Task requirements →
Find each line in the listing that contains the string "aphid", treating uppercase and lowercase as different, and copy those lines.

[Contour labeling entries]
========================================================================
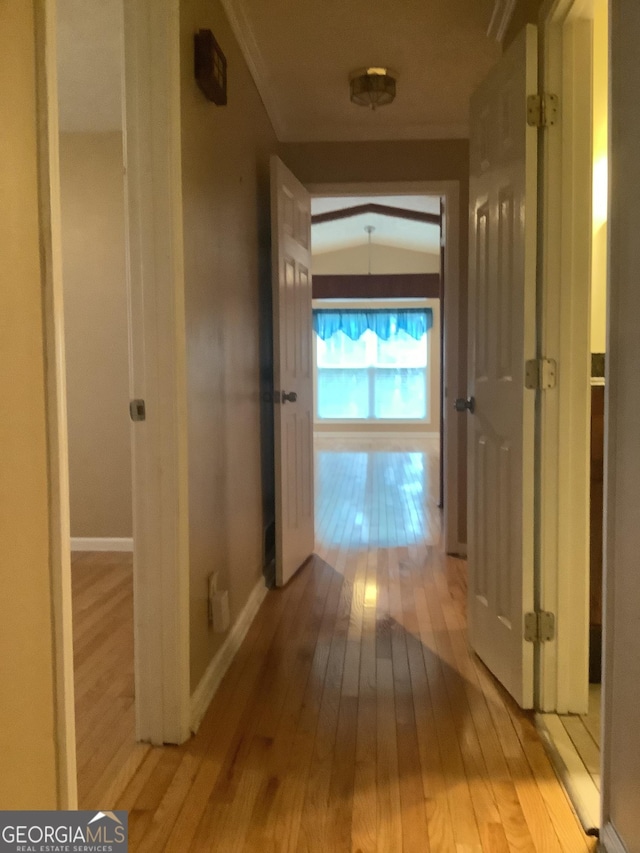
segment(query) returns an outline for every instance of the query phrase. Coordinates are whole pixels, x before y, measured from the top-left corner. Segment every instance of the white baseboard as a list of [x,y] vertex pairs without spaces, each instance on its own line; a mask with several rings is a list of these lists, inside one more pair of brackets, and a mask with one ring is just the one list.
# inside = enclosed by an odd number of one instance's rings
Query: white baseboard
[[600,850],[604,853],[627,853],[627,848],[610,823],[604,825],[600,834]]
[[240,615],[233,624],[224,643],[214,655],[207,667],[205,674],[200,679],[191,696],[191,731],[197,732],[202,718],[220,686],[225,672],[229,669],[231,661],[244,640],[249,626],[253,622],[260,605],[265,599],[268,590],[264,585],[264,578],[260,578],[254,586],[247,603],[242,608]]
[[130,537],[71,537],[72,551],[133,551],[133,539]]

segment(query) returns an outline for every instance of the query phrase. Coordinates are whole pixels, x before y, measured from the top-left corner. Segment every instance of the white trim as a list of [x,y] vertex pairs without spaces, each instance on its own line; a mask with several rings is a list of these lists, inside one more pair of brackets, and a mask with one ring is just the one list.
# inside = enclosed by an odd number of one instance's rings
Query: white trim
[[226,671],[231,666],[231,662],[236,656],[238,649],[242,645],[242,641],[268,591],[264,584],[264,578],[261,577],[251,590],[247,603],[242,608],[224,643],[209,662],[205,674],[200,679],[200,683],[191,697],[192,732],[195,733],[198,731],[202,718],[206,714],[207,708],[211,704],[211,700],[215,696]]
[[55,649],[57,807],[76,809],[75,703],[71,565],[69,559],[69,461],[62,295],[60,157],[56,14],[54,3],[36,3],[40,240],[44,301],[50,571]]
[[[466,397],[467,389],[459,386],[458,368],[460,340],[460,182],[459,181],[388,181],[362,183],[309,184],[312,196],[363,195],[432,195],[445,199],[443,231],[445,237],[445,409],[444,409],[444,547],[449,554],[461,553],[458,541],[458,448],[461,416],[447,400]],[[466,442],[462,449],[466,458]]]
[[133,551],[133,538],[71,537],[72,551]]
[[266,63],[258,47],[258,41],[249,23],[242,0],[221,0],[221,3],[233,34],[240,45],[245,62],[249,66],[253,82],[256,84],[258,94],[262,98],[262,103],[276,132],[276,136],[282,142],[287,135],[287,127],[277,104],[273,82],[267,71]]
[[604,853],[628,853],[613,824],[607,823],[600,833],[600,849]]
[[600,825],[600,793],[557,714],[536,714],[536,728],[585,830]]
[[558,713],[589,701],[591,24],[576,8],[557,0],[541,30],[544,88],[562,115],[543,142],[540,354],[559,380],[540,401],[539,595],[559,630],[540,652],[538,707]]
[[190,731],[179,0],[124,4],[136,736]]

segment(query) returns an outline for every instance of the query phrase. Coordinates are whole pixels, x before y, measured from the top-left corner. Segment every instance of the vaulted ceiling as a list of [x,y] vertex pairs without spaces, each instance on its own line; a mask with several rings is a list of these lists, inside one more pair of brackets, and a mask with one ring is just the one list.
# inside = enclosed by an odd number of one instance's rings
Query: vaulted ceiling
[[[357,196],[354,198],[312,198],[311,212],[327,213],[332,210],[345,210],[356,205],[374,202],[401,210],[415,210],[421,213],[440,213],[440,199],[436,196]],[[366,246],[369,234],[365,227],[373,227],[371,243],[378,246],[391,246],[412,252],[440,252],[440,226],[425,222],[413,222],[379,213],[363,213],[336,219],[312,226],[313,253],[324,254],[340,249],[352,249]]]
[[[495,0],[222,2],[283,141],[466,136],[499,56]],[[349,72],[370,65],[397,72],[396,100],[375,111],[349,100]]]

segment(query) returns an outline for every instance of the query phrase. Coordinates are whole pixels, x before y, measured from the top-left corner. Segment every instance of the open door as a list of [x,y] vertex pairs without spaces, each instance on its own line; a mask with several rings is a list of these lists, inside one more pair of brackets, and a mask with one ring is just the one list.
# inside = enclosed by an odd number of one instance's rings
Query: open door
[[271,158],[276,583],[313,553],[311,201]]
[[[528,26],[471,102],[469,637],[523,708],[533,705],[537,31]],[[527,383],[530,384],[530,383]]]

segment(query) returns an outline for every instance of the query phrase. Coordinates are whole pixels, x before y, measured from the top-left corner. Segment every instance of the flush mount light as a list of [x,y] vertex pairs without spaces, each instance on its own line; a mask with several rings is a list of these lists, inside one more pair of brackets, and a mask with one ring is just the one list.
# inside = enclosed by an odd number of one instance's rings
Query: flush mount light
[[396,96],[396,78],[389,68],[371,66],[349,74],[351,100],[360,107],[382,107]]

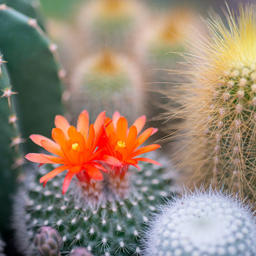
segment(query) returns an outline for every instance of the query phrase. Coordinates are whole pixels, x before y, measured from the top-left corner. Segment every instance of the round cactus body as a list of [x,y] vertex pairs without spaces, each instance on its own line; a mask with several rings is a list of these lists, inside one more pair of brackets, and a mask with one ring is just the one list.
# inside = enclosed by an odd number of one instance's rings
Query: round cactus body
[[139,2],[98,0],[82,6],[77,26],[87,39],[89,48],[129,51],[145,16],[145,8]]
[[[94,255],[140,255],[139,241],[150,213],[173,188],[163,168],[144,164],[141,172],[128,177],[129,193],[122,199],[108,197],[108,189],[103,182],[97,200],[87,199],[84,184],[78,181],[71,183],[63,196],[61,175],[49,180],[44,189],[39,182],[43,173],[30,174],[25,189],[16,195],[14,207],[20,250],[28,253],[30,248],[29,253],[35,253],[32,239],[36,230],[50,225],[62,238],[61,253],[82,246]],[[43,174],[48,171],[42,171]]]
[[185,57],[190,67],[185,73],[193,82],[172,92],[180,105],[171,112],[188,121],[180,140],[188,146],[178,160],[187,174],[184,184],[224,184],[253,202],[256,15],[249,6],[240,12],[237,18],[232,12],[227,16],[229,27],[217,15],[208,20],[211,37],[192,44],[193,53]]
[[161,207],[145,236],[145,255],[252,256],[251,209],[222,191],[196,189]]
[[127,58],[109,51],[86,58],[77,66],[70,86],[71,111],[76,119],[86,109],[93,120],[95,110],[112,115],[116,110],[141,114],[143,105],[141,79],[136,65]]

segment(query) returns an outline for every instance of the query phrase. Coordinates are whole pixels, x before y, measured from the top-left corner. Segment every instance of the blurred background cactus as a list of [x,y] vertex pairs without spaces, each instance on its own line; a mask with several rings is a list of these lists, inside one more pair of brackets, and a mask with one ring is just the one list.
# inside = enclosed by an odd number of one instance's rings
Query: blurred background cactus
[[[77,120],[84,109],[95,120],[97,111],[112,115],[118,110],[129,121],[141,114],[144,99],[141,75],[125,56],[105,50],[79,64],[71,78],[69,101]],[[129,113],[129,114],[128,114]]]
[[211,187],[187,190],[161,205],[144,236],[143,255],[255,255],[256,222],[252,209],[239,195],[222,192]]

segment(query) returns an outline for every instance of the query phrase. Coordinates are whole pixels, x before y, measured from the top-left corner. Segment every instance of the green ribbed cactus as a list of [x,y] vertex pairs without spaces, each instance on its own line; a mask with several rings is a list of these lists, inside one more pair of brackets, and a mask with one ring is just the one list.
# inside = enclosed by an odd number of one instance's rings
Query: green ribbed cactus
[[53,55],[56,46],[35,19],[5,4],[0,5],[0,49],[12,88],[19,93],[16,105],[22,136],[28,138],[32,131],[48,136],[52,119],[62,112],[59,68]]
[[130,52],[143,29],[145,12],[134,0],[90,1],[80,8],[77,27],[90,49],[107,47]]
[[[87,197],[81,182],[73,182],[63,196],[61,175],[49,180],[44,189],[39,180],[48,170],[31,173],[15,198],[14,224],[20,250],[33,255],[37,230],[51,225],[62,237],[61,253],[83,246],[94,255],[140,255],[139,240],[150,213],[173,187],[163,168],[141,166],[141,172],[130,173],[129,193],[124,198],[110,196],[106,182],[97,183],[104,188],[96,195],[98,201]],[[91,191],[95,197],[97,190]]]
[[71,79],[69,104],[74,119],[87,109],[95,120],[97,109],[111,115],[118,110],[133,120],[142,112],[142,83],[136,65],[125,56],[105,50],[86,58]]

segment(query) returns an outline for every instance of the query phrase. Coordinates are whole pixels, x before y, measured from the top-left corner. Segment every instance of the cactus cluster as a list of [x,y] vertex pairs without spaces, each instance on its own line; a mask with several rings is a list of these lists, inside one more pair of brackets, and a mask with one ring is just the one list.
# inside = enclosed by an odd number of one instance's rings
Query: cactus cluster
[[161,207],[144,236],[144,255],[244,255],[256,254],[256,219],[239,195],[223,189],[185,191]]
[[110,188],[105,182],[98,201],[85,196],[85,185],[78,181],[63,196],[63,177],[49,180],[44,189],[39,180],[47,170],[30,172],[15,199],[14,227],[19,250],[35,254],[32,240],[37,230],[51,225],[60,234],[63,253],[82,246],[96,255],[140,255],[140,239],[150,213],[156,212],[157,204],[174,188],[171,180],[166,181],[168,175],[164,168],[145,163],[141,169],[130,174],[130,188],[125,198],[108,196]]

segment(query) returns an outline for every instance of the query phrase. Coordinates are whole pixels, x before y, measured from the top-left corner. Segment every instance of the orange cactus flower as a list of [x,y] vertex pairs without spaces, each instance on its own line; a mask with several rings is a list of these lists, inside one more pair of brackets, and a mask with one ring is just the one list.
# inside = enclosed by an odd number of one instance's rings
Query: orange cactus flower
[[91,178],[103,179],[99,170],[107,171],[98,161],[101,160],[100,153],[104,149],[99,146],[99,143],[104,130],[105,119],[105,112],[103,112],[98,116],[94,124],[89,126],[89,115],[84,110],[78,118],[76,129],[70,126],[65,117],[58,115],[54,120],[56,128],[52,131],[53,140],[38,134],[30,136],[35,143],[57,156],[31,153],[25,156],[27,159],[41,164],[61,165],[40,179],[40,183],[44,183],[44,186],[48,180],[66,170],[68,171],[63,183],[63,194],[75,174],[80,180],[85,182]]
[[[158,144],[152,144],[138,148],[150,136],[158,130],[157,128],[151,127],[138,136],[146,123],[145,116],[139,117],[129,128],[126,119],[120,116],[118,111],[114,113],[112,122],[111,120],[107,117],[105,121],[105,124],[109,124],[106,128],[108,143],[106,146],[108,153],[103,157],[104,162],[112,166],[117,167],[115,169],[119,169],[118,171],[120,171],[122,169],[123,172],[125,172],[130,165],[134,166],[140,170],[138,164],[139,161],[161,165],[152,159],[136,157],[139,155],[160,147]],[[110,122],[111,122],[110,123]]]

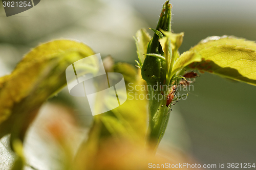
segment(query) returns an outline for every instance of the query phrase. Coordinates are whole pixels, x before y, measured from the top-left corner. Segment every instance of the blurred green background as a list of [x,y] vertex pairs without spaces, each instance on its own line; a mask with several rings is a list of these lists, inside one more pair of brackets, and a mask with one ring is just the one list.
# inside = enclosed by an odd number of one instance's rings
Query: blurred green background
[[[61,38],[83,41],[102,57],[110,54],[116,62],[134,65],[132,36],[141,28],[156,27],[164,2],[42,0],[9,17],[1,5],[0,75],[10,72],[31,48]],[[181,53],[209,36],[256,40],[255,0],[170,3],[172,29],[185,32]],[[173,107],[160,148],[176,147],[206,164],[255,162],[256,87],[209,74],[200,74],[194,85],[187,99]],[[52,101],[74,106],[82,124],[90,127],[89,105],[80,99],[65,88]]]

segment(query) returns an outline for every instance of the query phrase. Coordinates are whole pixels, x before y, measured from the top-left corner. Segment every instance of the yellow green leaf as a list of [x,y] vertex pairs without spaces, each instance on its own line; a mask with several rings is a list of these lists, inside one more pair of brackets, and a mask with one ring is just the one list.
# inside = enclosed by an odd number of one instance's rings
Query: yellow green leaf
[[188,67],[256,85],[255,50],[253,41],[226,36],[208,37],[189,51],[202,61]]
[[146,56],[147,45],[151,39],[151,36],[146,29],[142,29],[138,30],[134,37],[137,47],[137,54],[139,58],[139,63],[142,66]]
[[0,79],[0,138],[11,132],[11,139],[22,140],[41,105],[67,84],[67,67],[93,54],[82,43],[58,40],[26,55],[10,75]]
[[184,67],[193,62],[200,62],[201,60],[201,56],[197,53],[193,51],[187,51],[183,53],[174,63],[171,77]]

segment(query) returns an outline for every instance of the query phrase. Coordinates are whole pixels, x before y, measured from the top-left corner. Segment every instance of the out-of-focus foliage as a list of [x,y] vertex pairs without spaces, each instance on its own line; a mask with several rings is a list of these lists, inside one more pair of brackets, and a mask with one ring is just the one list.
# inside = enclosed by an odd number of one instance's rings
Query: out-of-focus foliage
[[11,133],[12,140],[23,140],[41,105],[67,84],[67,67],[94,54],[82,43],[61,40],[25,55],[12,74],[1,78],[0,137]]
[[139,66],[142,67],[144,62],[147,49],[147,45],[151,39],[151,36],[145,29],[141,29],[136,33],[135,37],[135,43],[137,47],[137,54],[139,58]]

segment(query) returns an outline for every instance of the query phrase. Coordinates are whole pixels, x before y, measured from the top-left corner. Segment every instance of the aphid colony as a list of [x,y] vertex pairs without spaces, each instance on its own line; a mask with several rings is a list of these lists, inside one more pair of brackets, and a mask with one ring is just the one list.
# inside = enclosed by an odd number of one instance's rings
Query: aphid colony
[[[179,81],[179,85],[183,86],[188,86],[190,83],[193,83],[195,81],[195,78],[197,77],[198,77],[198,75],[197,73],[194,72],[194,71],[191,71],[191,72],[188,72],[186,74],[185,74],[184,75],[182,76],[183,78],[185,78],[186,79],[189,79],[189,81],[188,81],[187,80],[185,80],[184,79],[182,79],[181,80]],[[193,81],[191,81],[191,79],[194,79]],[[177,85],[173,85],[172,86],[172,88],[170,89],[169,89],[169,93],[168,93],[168,95],[167,96],[167,99],[166,99],[166,104],[165,106],[168,108],[169,109],[170,109],[170,111],[172,111],[172,109],[170,108],[170,105],[175,105],[175,102],[177,103],[179,102],[179,98],[176,96],[176,93],[178,92],[178,86],[177,87]],[[162,94],[164,95],[163,92],[162,92]],[[161,106],[163,107],[164,105],[162,105]],[[160,109],[161,108],[159,109]],[[164,116],[165,116],[166,115],[167,115],[168,112],[166,114],[165,114]]]

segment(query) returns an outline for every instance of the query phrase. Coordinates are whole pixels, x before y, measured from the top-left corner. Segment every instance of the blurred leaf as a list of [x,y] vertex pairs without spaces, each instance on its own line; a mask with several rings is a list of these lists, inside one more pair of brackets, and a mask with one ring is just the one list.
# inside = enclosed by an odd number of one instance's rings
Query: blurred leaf
[[118,63],[114,66],[114,69],[124,76],[127,99],[116,109],[94,116],[89,139],[79,150],[74,169],[94,169],[94,161],[97,161],[95,157],[101,146],[108,141],[117,144],[125,141],[144,147],[147,118],[146,83],[141,79],[140,69],[138,73],[128,64]]
[[59,40],[25,55],[11,75],[0,79],[0,138],[11,132],[11,141],[23,140],[41,105],[67,84],[67,67],[93,54],[83,43]]
[[175,61],[173,67],[171,77],[177,71],[184,67],[194,62],[200,62],[202,60],[201,56],[193,51],[187,51],[180,55],[180,57]]
[[147,49],[147,44],[151,39],[151,36],[146,31],[146,29],[142,29],[138,31],[136,37],[134,37],[137,47],[137,54],[139,58],[139,63],[142,67],[146,56]]
[[189,51],[200,55],[202,61],[188,67],[256,85],[255,50],[253,41],[234,37],[208,37]]

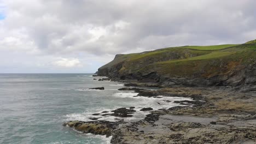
========================================================================
Solution for this task →
segment(query) returns an outline for every instance of the query phrase. Coordinates are whole pixels, x before y, measured from the top-left corner. Segment every instance of the aphid colony as a list of [x,y] vertex pairs without spaces, each instance on its own line; a mask with several rings is a list of these lists, inside one more pair of brackets, and a mask with one ring is just the one list.
Query: aphid colony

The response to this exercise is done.